### [DOCUMENT SEGMENT]

◆ ◆ ◆ ◆ ◆

# Does anyone know the bevel angles for Lamson Sharp knives?



## mrsnak (Oct 3, 2015)

Hi all,

Have a Lamson Sharp Santoku (double bevel) and an 8" cooking knife. These had previously been occasionally sharpened professionally, locally (but not by Lamson). Also a small paring knife.
Have a Smith's Adjustable Edge Pro. Would like to get as close to the manufacturer's preferred bevel angles as possible.

TIA

Kurt


----------



## ThEoRy (Oct 3, 2015)

Well, you may not find much advice here on electric sharpeners as most of us use waterstones to sharpen our knives. Electric sharpeners tend to remove too much metal wasting away the useful life of the knife. What I can tell you about sharpening in general is that repeating the same angle of sharpening over time causes a wedge like edge as you move up through the cross section towards the spine. The more you repeat an angle the thicker the edge becomes. What you want to do is slightly change the angle (lower) each time you sharpen so as to thin the edge as you go. This way the edge remains thin as you work your way up. You can have a sharp knife but if the edge is too thick, it won't cut well.

So what angle should you use? I don't know. I don't measure angles. What you can do is paint the edge with a magic marker and start sharpening it to see where the metal is being abraded from first. If the metal is removed from the very edge the angle is too high. What you want is for the metal to be removed from the top of the bevel first then from there down to the edge. This should be making your bevels wider over time, keeping them nice and thin as you go.

Why not purchase a cheap combination waterstone to practice your skills on?


----------



## Mrmnms (Oct 4, 2015)

Original angles on the knives were between 18 and 20 degrees . The steel was pretty much the same as some German knives, a little on the soft side. Theory is suggesting that if you simply maintain the angle with also removing ( thinning) metal behind the edge, the performance will deteriorate over time.


----------



## mrsnak (Oct 4, 2015)

Thanks so much for the insight to the science behind the sharpening. The black marker test makes complete sense. 

Perhaps shameful to admit to this group, the knives, besides having been sharpened professionally locally on an electric grinding wheel, they were also periodically sharpened with of of those kitchen manual sharpeners to try and keep a honed edge.

That being said, probably accurate to say that whatever the angle originally was, it's not anymore?


----------



## Pensacola Tiger (Oct 4, 2015)

Yes, it's probably safe to say that whatever angle was on the blade originally, it is not there now. Of more importance is that the fingerguards on the chef's knife and possibly the paring knife are probably preventing sharpening the edge properly, so it does not contact the cutting board:





If this is the case with your knives, the easiest fix is to grind away the protrusion on the side of a waterstone so that the edge again makes proper contact:




Rick


----------



## Mrmnms (Oct 4, 2015)

Probably not. No matter. I would follow Theory's suggestion. Starting sharpening without hitting the edge, to thin the blade. When you get to the edge, by all means, put a small 18 to 20 degree bevel on it for a more durable edge.


----------



## mrsnak (Oct 4, 2015)

You guys are awesome. Will spend some time later to evaluate my knives' conditions...


----------

◆ ◆ ◆ ◆ ◆

### [LISTED ENTRIES]

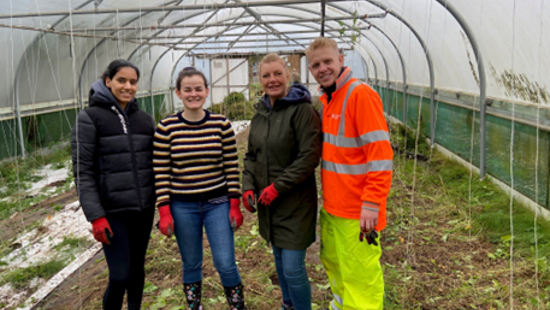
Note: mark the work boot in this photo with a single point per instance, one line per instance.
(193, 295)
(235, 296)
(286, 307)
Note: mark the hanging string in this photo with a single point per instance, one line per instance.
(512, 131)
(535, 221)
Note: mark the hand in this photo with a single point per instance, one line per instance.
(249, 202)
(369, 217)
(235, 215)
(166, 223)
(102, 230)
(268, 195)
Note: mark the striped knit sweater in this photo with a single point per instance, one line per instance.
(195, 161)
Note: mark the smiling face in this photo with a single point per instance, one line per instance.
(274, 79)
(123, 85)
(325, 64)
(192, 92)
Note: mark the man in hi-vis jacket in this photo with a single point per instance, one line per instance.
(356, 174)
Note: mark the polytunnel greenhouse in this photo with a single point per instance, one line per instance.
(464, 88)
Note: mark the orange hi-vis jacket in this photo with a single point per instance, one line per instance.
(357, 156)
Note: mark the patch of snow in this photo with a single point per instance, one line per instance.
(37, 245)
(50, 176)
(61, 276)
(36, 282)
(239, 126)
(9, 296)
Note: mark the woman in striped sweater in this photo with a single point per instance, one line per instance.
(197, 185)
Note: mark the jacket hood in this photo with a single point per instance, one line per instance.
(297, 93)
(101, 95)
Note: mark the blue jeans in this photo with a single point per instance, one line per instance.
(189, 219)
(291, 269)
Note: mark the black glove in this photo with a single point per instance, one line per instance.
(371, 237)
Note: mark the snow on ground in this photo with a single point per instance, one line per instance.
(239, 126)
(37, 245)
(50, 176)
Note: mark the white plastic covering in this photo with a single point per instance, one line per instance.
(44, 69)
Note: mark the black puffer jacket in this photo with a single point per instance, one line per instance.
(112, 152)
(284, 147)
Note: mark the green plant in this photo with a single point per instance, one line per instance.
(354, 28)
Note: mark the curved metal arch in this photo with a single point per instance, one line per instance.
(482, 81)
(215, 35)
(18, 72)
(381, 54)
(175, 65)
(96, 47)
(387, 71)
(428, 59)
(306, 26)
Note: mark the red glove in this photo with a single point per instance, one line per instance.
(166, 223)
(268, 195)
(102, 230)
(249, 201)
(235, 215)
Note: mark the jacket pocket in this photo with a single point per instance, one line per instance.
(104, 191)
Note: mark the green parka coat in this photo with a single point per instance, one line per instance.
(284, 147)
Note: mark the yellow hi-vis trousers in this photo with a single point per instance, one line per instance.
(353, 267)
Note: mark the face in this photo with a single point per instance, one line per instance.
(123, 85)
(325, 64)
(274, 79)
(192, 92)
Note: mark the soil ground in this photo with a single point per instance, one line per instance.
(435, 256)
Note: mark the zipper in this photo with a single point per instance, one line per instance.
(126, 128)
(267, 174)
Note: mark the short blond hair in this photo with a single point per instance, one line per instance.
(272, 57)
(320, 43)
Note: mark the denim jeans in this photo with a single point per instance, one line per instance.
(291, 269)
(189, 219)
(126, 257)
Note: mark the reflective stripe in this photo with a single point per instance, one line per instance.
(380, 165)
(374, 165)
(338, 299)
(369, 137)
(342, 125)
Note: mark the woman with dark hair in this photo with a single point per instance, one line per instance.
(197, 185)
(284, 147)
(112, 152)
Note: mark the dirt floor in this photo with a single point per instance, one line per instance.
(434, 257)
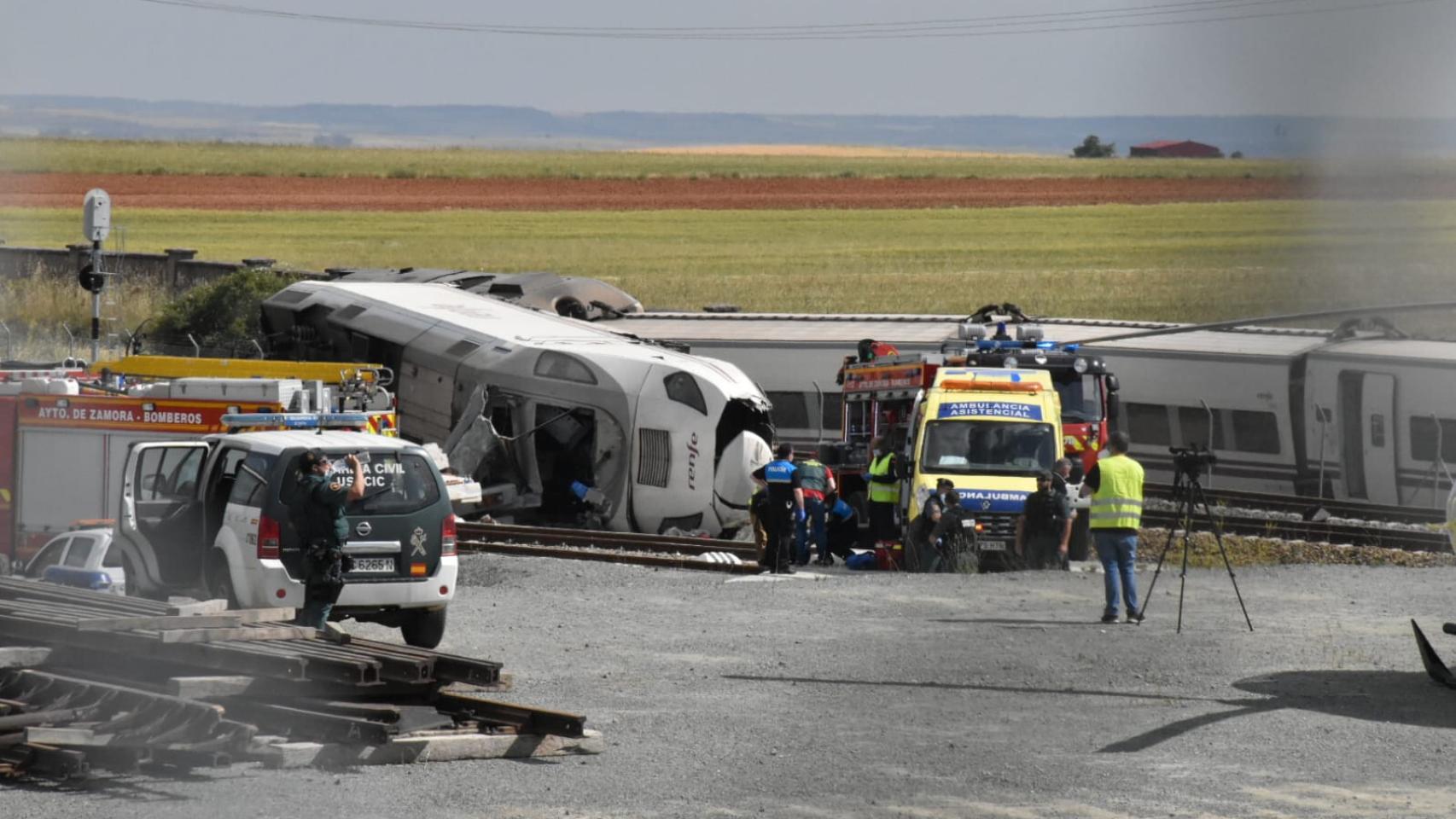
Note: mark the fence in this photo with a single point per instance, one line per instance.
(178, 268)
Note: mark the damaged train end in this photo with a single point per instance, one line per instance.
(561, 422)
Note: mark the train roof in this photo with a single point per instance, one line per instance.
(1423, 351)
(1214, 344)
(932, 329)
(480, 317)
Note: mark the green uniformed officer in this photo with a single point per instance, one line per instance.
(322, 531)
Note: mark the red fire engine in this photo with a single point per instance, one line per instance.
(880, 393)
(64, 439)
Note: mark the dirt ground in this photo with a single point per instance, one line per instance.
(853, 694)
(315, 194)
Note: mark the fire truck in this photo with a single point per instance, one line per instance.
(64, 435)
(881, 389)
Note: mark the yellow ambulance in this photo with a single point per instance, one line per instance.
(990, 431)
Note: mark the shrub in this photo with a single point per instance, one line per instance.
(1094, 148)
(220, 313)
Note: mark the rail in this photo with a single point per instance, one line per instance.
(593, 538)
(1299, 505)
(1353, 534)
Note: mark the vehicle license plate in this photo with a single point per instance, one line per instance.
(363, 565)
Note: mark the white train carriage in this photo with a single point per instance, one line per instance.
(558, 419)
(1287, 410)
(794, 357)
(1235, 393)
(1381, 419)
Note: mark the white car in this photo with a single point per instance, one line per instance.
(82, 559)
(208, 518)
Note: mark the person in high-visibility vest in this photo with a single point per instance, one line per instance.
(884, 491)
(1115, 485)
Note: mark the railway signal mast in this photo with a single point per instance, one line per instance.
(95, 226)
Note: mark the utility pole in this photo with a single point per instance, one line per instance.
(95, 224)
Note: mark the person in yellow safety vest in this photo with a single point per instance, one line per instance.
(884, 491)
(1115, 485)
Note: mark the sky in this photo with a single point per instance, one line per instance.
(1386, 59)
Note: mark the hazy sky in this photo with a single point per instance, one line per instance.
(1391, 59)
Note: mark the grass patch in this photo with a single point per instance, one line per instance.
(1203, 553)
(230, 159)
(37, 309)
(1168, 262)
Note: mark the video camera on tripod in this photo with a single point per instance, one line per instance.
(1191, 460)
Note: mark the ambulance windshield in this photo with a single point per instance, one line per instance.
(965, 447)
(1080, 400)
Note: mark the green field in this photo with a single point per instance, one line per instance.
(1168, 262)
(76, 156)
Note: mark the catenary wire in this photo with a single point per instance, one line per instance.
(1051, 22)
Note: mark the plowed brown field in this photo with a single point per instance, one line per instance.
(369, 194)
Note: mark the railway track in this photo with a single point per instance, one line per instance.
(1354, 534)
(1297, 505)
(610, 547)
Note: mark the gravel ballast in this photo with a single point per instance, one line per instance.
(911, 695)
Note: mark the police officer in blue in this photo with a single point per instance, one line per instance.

◆ ◆ ◆ ◆ ◆

### [STATED PROBLEM A]
Answer these questions about the knife-sharpening thread:
(i) Which sharpener does mrsnak have?
(ii) According to Mrmnms, what were the original angles on the knives?
(iii) What does Pensacola Tiger say is probably keeping the chef's knife from being sharpened properly?
### [STATED PROBLEM B]
Reproduce everything in the knife-sharpening thread from "Thanks so much" down to "a honed edge.".
The entries are separate material, apart from the knife-sharpening thread.

### [EXERCISE RESULT A]
(i) A Smith's Adjustable Edge Pro.
(ii) Between 18 and 20 degrees.
(iii) The fingerguard.

### [EXERCISE RESULT B]
Thanks so much for the insight to the science behind the sharpening. The black marker test makes complete sense. 

Perhaps shameful to admit to this group, the knives, besides having been sharpened professionally locally on an electric grinding wheel, they were also periodically sharpened with of of those kitchen manual sharpeners to try and keep a honed edge.